- _Assignment_
Copy the data exactly. Images are the one exception.
=== Records supplied ===
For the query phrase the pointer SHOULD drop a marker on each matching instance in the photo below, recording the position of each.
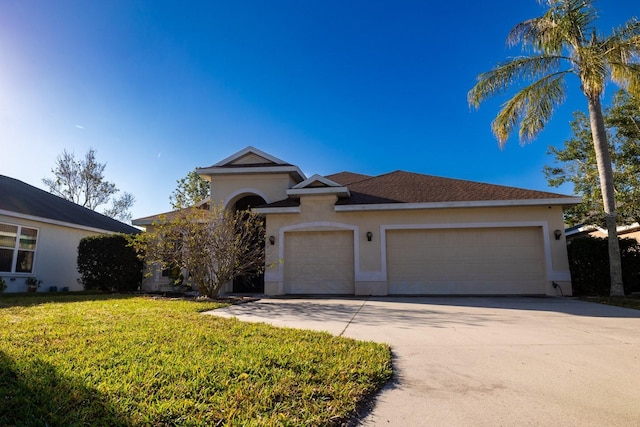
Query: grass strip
(133, 361)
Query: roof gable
(250, 156)
(26, 201)
(318, 185)
(347, 178)
(404, 190)
(250, 160)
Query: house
(399, 233)
(40, 233)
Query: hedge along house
(40, 233)
(399, 233)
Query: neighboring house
(40, 233)
(624, 231)
(399, 233)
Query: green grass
(631, 301)
(128, 361)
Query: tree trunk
(605, 172)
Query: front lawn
(630, 301)
(126, 361)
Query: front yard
(126, 361)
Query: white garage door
(318, 262)
(466, 261)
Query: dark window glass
(25, 262)
(6, 257)
(8, 235)
(28, 238)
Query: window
(17, 248)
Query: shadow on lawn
(29, 299)
(33, 393)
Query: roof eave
(294, 171)
(564, 202)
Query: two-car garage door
(466, 261)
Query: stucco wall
(318, 212)
(56, 256)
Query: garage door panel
(466, 261)
(319, 262)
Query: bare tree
(83, 182)
(191, 190)
(214, 246)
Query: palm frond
(562, 25)
(627, 76)
(503, 76)
(531, 107)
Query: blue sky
(160, 87)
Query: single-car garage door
(466, 261)
(318, 262)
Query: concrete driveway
(485, 361)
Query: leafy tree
(109, 263)
(576, 164)
(191, 190)
(83, 182)
(563, 42)
(214, 246)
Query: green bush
(589, 265)
(108, 263)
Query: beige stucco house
(40, 233)
(399, 233)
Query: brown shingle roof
(408, 187)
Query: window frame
(17, 249)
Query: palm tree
(560, 43)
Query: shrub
(108, 263)
(589, 265)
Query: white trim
(309, 191)
(251, 170)
(471, 204)
(318, 178)
(289, 209)
(55, 222)
(246, 191)
(544, 225)
(249, 150)
(16, 249)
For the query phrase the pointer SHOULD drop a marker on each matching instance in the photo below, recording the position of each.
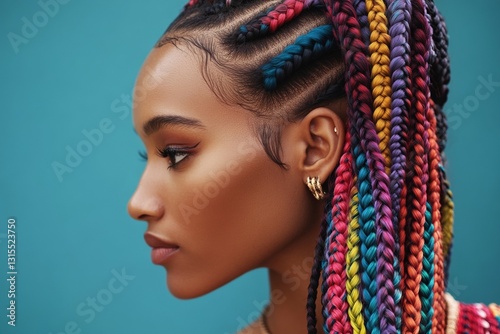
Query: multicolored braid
(305, 49)
(384, 248)
(353, 268)
(360, 104)
(334, 274)
(399, 15)
(274, 19)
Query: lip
(162, 249)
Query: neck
(289, 282)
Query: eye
(143, 155)
(174, 155)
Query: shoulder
(253, 328)
(471, 318)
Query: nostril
(145, 209)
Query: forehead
(171, 83)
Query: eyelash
(171, 153)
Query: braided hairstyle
(383, 252)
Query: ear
(322, 134)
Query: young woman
(305, 135)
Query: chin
(183, 288)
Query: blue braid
(306, 48)
(368, 238)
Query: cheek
(236, 210)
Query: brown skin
(256, 215)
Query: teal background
(76, 71)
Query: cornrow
(273, 20)
(305, 49)
(385, 240)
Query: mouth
(162, 249)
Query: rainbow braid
(305, 49)
(353, 266)
(384, 248)
(427, 283)
(362, 16)
(381, 80)
(447, 218)
(334, 274)
(360, 103)
(274, 19)
(317, 268)
(434, 193)
(399, 14)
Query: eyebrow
(158, 122)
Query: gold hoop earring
(315, 187)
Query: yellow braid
(381, 83)
(352, 265)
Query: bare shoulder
(253, 328)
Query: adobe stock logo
(31, 26)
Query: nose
(144, 204)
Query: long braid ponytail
(383, 253)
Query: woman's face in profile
(209, 192)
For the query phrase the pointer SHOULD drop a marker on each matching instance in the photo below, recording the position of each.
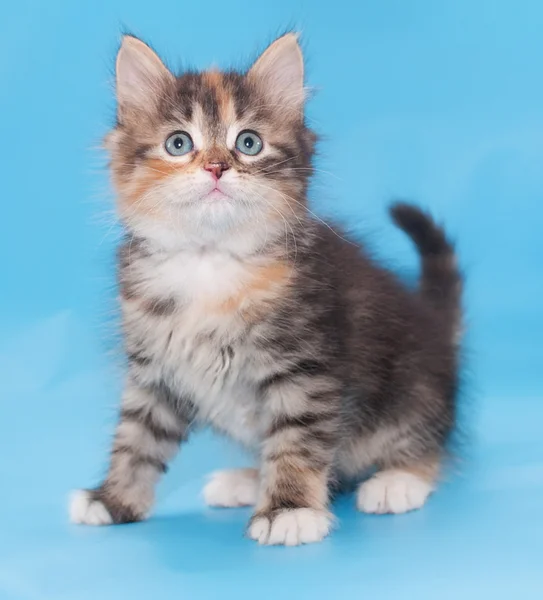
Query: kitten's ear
===
- _Solution for this exercise_
For the query phrase the pointer SHOULD drop a marker on each matching instance in the photo below, recording the position of each.
Query: grass strip
(133, 361)
Query: roof gable
(250, 156)
(26, 201)
(318, 185)
(347, 178)
(404, 190)
(250, 160)
Query: house
(399, 233)
(40, 233)
Query: hedge along house
(40, 233)
(399, 233)
Query: neighboring house
(40, 233)
(624, 231)
(399, 233)
Query: green grass
(631, 301)
(128, 361)
Query: tree trunk
(605, 172)
Query: front lawn
(630, 301)
(126, 361)
Query: front yard
(126, 361)
Query: white garage door
(318, 262)
(466, 261)
Query: dark window glass
(25, 262)
(6, 257)
(8, 235)
(28, 238)
Query: window
(17, 248)
Query: shadow on lawn
(29, 299)
(33, 393)
Query: roof eave
(294, 171)
(564, 202)
Query: two-car garage door
(466, 261)
Query: stucco wall
(318, 212)
(56, 256)
Query: garage door panel
(466, 261)
(319, 262)
Query: bare tree
(83, 182)
(191, 190)
(214, 246)
Query: palm frond
(562, 25)
(627, 76)
(503, 76)
(531, 107)
Query: blue sky
(160, 87)
Query: single-car garage door
(466, 261)
(318, 262)
Query: concrete driveway
(485, 361)
Query: leafy tree
(109, 263)
(576, 164)
(191, 190)
(83, 182)
(563, 42)
(214, 246)
Query: green bush
(589, 265)
(108, 263)
Query: beige stucco house
(40, 233)
(399, 233)
Query: brown shingle roof
(408, 187)
Query: window frame
(17, 249)
Query: palm tree
(560, 43)
Query: shrub
(108, 263)
(589, 265)
Query: white trim
(309, 191)
(251, 170)
(471, 204)
(318, 178)
(289, 209)
(55, 222)
(246, 191)
(544, 225)
(249, 150)
(16, 249)
For the query phrase the pointer SHOULD drop a marker on each matching instance in the photo below, recording the position of each.
Query: multicolored braid
(305, 49)
(384, 248)
(353, 268)
(360, 104)
(334, 274)
(399, 15)
(274, 19)
Query: lip
(162, 249)
Query: neck
(289, 282)
Query: eye
(143, 155)
(174, 155)
Query: shoulder
(253, 328)
(471, 318)
Query: nostril
(145, 209)
Query: forehead
(171, 83)
Query: eyelash
(171, 153)
Query: braided hairstyle
(383, 252)
Query: ear
(322, 134)
Query: young woman
(305, 135)
Query: chin
(183, 288)
Query: blue braid
(306, 48)
(368, 238)
Query: cheek
(236, 210)
Query: brown skin
(256, 215)
Query: teal background
(76, 71)
Query: cornrow
(273, 20)
(305, 49)
(385, 240)
Query: mouth
(162, 249)
Query: rainbow braid
(305, 49)
(353, 266)
(384, 248)
(427, 283)
(362, 16)
(381, 80)
(447, 218)
(334, 274)
(360, 103)
(274, 19)
(317, 268)
(434, 193)
(399, 14)
Query: eyebrow
(158, 122)
Query: gold hoop earring
(315, 187)
Query: yellow braid
(381, 83)
(352, 265)
Query: bare shoulder
(253, 328)
Query: adobe stock logo
(31, 26)
Query: nose
(144, 204)
Query: long braid ponytail
(383, 253)
Query: woman's face in profile
(209, 192)
For the query phrase the pointer SHOULD drop a marker on each matching instance in the photo below, recording the position of each.
Query: kitten's ear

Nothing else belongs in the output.